## Brief
Pick out every line in the listing below that contains the word "dark", and copy each one.

## START Data supplied

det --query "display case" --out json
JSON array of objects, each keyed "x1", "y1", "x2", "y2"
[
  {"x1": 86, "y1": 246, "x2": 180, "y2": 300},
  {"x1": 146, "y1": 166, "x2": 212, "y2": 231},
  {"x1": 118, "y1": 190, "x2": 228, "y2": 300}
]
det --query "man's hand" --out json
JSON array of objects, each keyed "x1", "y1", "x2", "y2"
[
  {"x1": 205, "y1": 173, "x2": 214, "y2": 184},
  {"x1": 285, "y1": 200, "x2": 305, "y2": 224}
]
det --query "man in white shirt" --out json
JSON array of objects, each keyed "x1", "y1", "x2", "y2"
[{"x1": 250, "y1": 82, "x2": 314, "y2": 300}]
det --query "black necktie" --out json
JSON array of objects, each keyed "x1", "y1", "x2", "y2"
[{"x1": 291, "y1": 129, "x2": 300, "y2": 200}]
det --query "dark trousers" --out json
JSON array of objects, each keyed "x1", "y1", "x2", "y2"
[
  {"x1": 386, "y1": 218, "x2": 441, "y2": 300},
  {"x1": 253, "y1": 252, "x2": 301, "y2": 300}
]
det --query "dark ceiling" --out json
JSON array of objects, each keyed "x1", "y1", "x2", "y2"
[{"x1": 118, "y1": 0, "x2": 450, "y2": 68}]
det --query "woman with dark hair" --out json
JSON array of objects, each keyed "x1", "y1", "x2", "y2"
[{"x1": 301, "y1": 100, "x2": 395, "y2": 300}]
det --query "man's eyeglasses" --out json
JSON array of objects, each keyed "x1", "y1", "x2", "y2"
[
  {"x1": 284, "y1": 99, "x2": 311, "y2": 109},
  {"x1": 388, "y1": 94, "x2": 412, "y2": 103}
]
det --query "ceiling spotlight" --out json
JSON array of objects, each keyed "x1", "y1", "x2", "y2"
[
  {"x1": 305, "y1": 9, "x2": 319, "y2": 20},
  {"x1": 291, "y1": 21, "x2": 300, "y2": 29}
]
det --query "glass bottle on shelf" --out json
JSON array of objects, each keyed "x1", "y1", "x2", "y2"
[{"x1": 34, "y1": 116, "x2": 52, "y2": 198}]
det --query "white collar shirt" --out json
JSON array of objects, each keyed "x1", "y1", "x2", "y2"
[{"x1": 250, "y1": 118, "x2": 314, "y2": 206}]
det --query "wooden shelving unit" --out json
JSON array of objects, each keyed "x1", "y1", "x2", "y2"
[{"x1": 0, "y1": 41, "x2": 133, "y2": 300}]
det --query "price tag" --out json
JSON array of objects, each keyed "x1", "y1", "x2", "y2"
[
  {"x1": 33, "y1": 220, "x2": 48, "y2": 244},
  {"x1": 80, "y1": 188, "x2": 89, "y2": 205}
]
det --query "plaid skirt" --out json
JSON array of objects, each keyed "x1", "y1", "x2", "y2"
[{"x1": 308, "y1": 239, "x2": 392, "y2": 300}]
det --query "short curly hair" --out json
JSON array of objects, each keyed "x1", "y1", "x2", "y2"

## END Data supplied

## Response to this exercise
det --query "dark trousers" --out json
det --query "dark ceiling" --out json
det --query "woman with dark hair" --out json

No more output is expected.